- **What you are asked to do**
Print the lines from the one containing "Target: two-story house" through the one containing "M131 16L135 21L131", both included, reproducing each without any change.

- **Dataset rows**
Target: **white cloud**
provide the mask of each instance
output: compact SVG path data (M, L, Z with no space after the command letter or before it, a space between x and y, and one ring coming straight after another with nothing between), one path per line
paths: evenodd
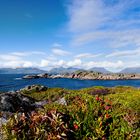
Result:
M0 54L0 61L15 61L19 60L20 57L10 54Z
M82 53L75 56L75 58L95 58L101 56L102 54L90 54L90 53Z
M81 67L82 61L80 59L74 59L73 61L68 61L66 67Z
M0 67L2 68L17 68L17 67L33 67L34 64L30 61L24 60L12 60L0 62Z
M52 49L53 54L55 55L59 55L59 56L65 56L65 55L69 55L70 52L59 49L59 48L53 48Z
M62 44L60 44L60 43L54 43L53 44L53 47L62 47L63 45Z
M97 40L114 48L140 45L140 11L134 11L136 5L140 1L72 0L68 6L72 45Z
M95 62L90 61L88 63L84 64L84 67L87 69L90 69L92 67L104 67L108 69L120 69L124 67L124 63L122 61L117 62L111 62L111 61L101 61L101 62Z
M45 55L46 53L41 51L31 51L31 52L12 52L10 54L22 57L22 56L30 56L30 55Z
M47 67L49 65L50 61L49 60L41 60L40 67Z

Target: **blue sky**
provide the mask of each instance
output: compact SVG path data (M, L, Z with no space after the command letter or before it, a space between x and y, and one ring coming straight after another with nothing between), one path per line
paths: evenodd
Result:
M0 67L140 66L140 0L0 0Z

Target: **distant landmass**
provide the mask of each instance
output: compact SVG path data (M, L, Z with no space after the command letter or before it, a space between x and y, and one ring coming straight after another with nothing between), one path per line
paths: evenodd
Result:
M140 73L140 67L125 68L120 73Z
M51 74L65 74L65 73L73 73L77 70L82 70L82 69L73 68L73 67L69 67L69 68L59 67L59 68L51 69L49 71L49 73L51 73Z
M110 71L106 70L103 67L93 67L93 68L91 68L89 70L94 71L94 72L101 72L101 73L111 73Z
M75 67L59 67L59 68L52 68L50 71L41 70L39 68L0 68L0 74L41 74L41 73L48 73L48 74L72 74L76 71L93 71L93 72L99 72L103 74L110 74L113 73L111 71L108 71L107 69L103 67L93 67L88 70L75 68ZM126 74L140 74L140 67L131 67L131 68L125 68L117 73L126 73Z
M0 74L39 74L45 72L38 68L0 68Z

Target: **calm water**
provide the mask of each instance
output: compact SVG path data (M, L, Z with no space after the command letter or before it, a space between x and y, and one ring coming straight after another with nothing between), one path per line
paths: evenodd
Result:
M27 85L41 84L48 87L81 89L91 86L134 86L140 87L140 80L78 80L78 79L21 79L21 74L0 74L0 91L19 90Z

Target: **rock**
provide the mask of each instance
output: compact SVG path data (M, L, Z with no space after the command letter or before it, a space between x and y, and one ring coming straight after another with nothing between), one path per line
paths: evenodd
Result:
M49 74L48 73L38 74L37 76L39 78L49 78Z
M25 75L23 76L23 79L37 79L39 78L38 75Z
M49 78L48 73L37 74L37 75L25 75L22 79L37 79L37 78Z
M46 86L42 86L42 85L31 85L31 86L26 86L23 89L20 89L20 91L24 91L24 92L41 92L41 91L46 91L48 89L48 87Z
M25 96L21 93L2 93L0 94L0 112L12 112L17 111L28 112L34 110L35 99Z

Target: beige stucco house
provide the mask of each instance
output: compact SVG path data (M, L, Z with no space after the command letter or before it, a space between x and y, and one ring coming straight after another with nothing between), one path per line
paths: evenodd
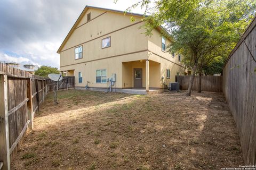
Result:
M185 72L181 56L166 52L170 41L161 35L161 27L151 37L143 33L142 17L86 6L58 50L60 71L75 76L76 87L89 82L91 88L108 88L113 74L116 89L148 91L175 82L175 76Z

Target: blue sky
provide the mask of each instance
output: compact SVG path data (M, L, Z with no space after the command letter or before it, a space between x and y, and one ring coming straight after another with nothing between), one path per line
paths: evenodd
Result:
M86 5L124 11L138 1L1 0L0 61L59 67L56 52Z

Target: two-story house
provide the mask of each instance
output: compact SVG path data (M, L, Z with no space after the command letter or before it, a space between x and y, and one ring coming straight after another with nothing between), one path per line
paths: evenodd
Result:
M131 16L135 21L131 21ZM163 88L185 68L181 56L166 52L161 27L143 33L142 15L86 6L60 46L60 71L75 76L76 87Z

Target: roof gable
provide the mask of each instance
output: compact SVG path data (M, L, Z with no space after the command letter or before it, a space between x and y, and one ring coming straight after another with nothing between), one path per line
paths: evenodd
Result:
M64 45L65 45L65 44L67 41L67 40L68 40L69 38L70 37L71 35L74 32L74 31L77 28L79 27L81 27L81 26L83 26L83 24L87 23L87 22L85 22L84 24L81 24L81 21L83 20L83 19L85 16L85 14L86 13L87 11L90 8L91 9L95 9L95 10L101 10L101 11L102 11L103 13L101 13L101 14L100 14L100 15L94 18L91 18L91 20L90 20L89 21L88 21L87 22L90 22L91 21L93 20L93 19L95 19L96 18L98 18L98 16L100 16L101 15L102 15L102 14L105 14L105 13L106 13L107 12L116 12L116 13L124 13L124 11L86 5L85 6L85 7L84 8L84 10L83 10L83 11L82 12L81 14L79 16L77 20L75 22L75 23L73 25L73 26L72 27L72 28L71 28L70 30L68 32L68 35L66 37L64 40L63 41L61 46L59 48L59 49L57 51L57 53L60 53L61 49L64 47ZM105 12L104 12L104 11ZM140 16L140 17L141 17L141 18L143 17L143 16L142 14L138 14L138 13L126 13L126 14L129 15L133 15L133 16Z
M100 11L102 11L102 13L100 14L99 13L98 13L98 16L95 16L94 18L91 18L91 20L90 21L89 21L88 22L87 22L87 21L85 21L85 20L86 19L86 16L85 16L85 15L87 13L88 10L89 10L89 9L94 9L94 10L100 10ZM70 29L70 30L68 32L68 35L66 37L65 39L63 41L61 46L59 48L59 49L57 51L57 53L59 53L59 54L60 53L61 50L64 47L66 43L67 42L67 41L69 39L69 38L70 38L71 35L72 35L72 33L74 31L74 30L76 29L77 29L78 27L80 27L82 26L83 25L84 25L84 24L93 20L94 19L96 19L97 18L101 16L101 15L103 15L103 14L105 14L105 13L106 13L108 12L112 12L118 13L122 13L122 14L124 13L124 12L122 11L118 11L118 10L111 10L111 9L108 9L108 8L101 8L101 7L94 7L94 6L86 5L85 6L85 7L84 8L84 10L83 10L83 11L82 12L81 14L79 16L77 20L75 22L74 24L73 25L71 29ZM129 12L126 12L125 13L125 14L127 15L134 16L137 16L137 17L141 18L145 16L145 15L143 15L142 14L141 14L129 13ZM82 21L83 21L82 20L84 20L84 21L83 21L83 22L82 22ZM167 35L170 36L169 33L162 27L159 26L158 28L156 28L156 29L158 31L159 31L160 32L161 31L163 31L165 33L166 35ZM171 36L170 36L170 37L171 37ZM167 37L167 38L170 39L170 37Z

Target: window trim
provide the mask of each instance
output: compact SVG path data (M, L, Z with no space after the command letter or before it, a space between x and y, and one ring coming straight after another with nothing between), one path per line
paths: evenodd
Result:
M102 70L106 70L106 75L103 75L103 76L106 76L106 82L102 82L102 75L101 74ZM97 71L100 70L100 76L97 76ZM96 70L96 75L95 75L95 83L107 83L107 69L97 69ZM100 76L100 82L97 82L97 76Z
M81 76L79 76L79 73L81 73ZM79 78L81 78L81 82L79 82ZM83 73L82 72L82 71L79 71L78 72L78 83L83 83Z
M165 42L164 42L164 47L165 47L165 49L164 50L163 49L163 38L164 39L164 41L165 41ZM162 49L162 51L164 53L166 53L166 38L162 36L161 37L161 49Z
M108 47L103 47L102 45L102 42L103 42L103 39L107 39L107 38L110 38L110 45L109 45L109 46L108 46ZM111 36L109 36L108 37L106 37L106 38L102 38L101 39L101 49L105 49L105 48L109 48L109 47L111 47Z
M78 58L76 58L76 48L79 48L80 47L82 47L82 57L81 58L79 58L79 54L78 54ZM75 60L79 60L79 59L81 59L81 58L83 58L83 56L84 55L83 54L83 45L82 46L78 46L78 47L75 47L74 48L74 52L75 52ZM79 54L79 53L78 53Z
M170 69L166 69L166 79L170 79L170 77L171 77L170 74L171 74L171 71Z
M88 20L88 16L90 16L90 19ZM91 21L91 12L87 14L87 22Z

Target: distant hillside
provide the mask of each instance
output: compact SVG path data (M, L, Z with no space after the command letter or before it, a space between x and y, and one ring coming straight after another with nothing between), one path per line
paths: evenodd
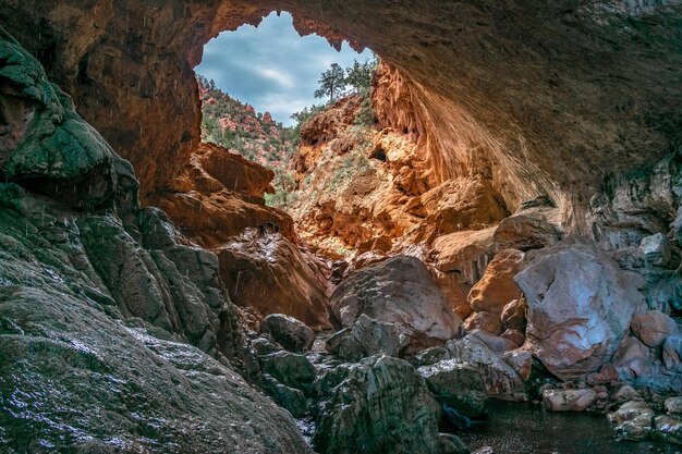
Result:
M202 100L202 139L221 145L244 158L277 172L284 169L295 149L292 131L272 120L269 112L256 112L197 76Z

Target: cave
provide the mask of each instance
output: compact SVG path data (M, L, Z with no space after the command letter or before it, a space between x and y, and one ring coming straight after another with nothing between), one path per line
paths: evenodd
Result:
M273 11L381 59L301 128L287 209L202 143L193 71ZM680 2L10 0L0 26L0 451L682 443Z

- **Result of the exercise**
Target: two-story house
provide the mask of each instance
output: compact SVG path data (M, L, Z with no space after the command letter or before it, a space between x and y, and one ring coming straight after another with nothing between), one path per line
paths: evenodd
Result:
M131 16L135 21L131 21ZM163 88L185 68L181 56L166 52L161 27L143 33L142 15L86 6L60 46L60 71L75 76L76 87Z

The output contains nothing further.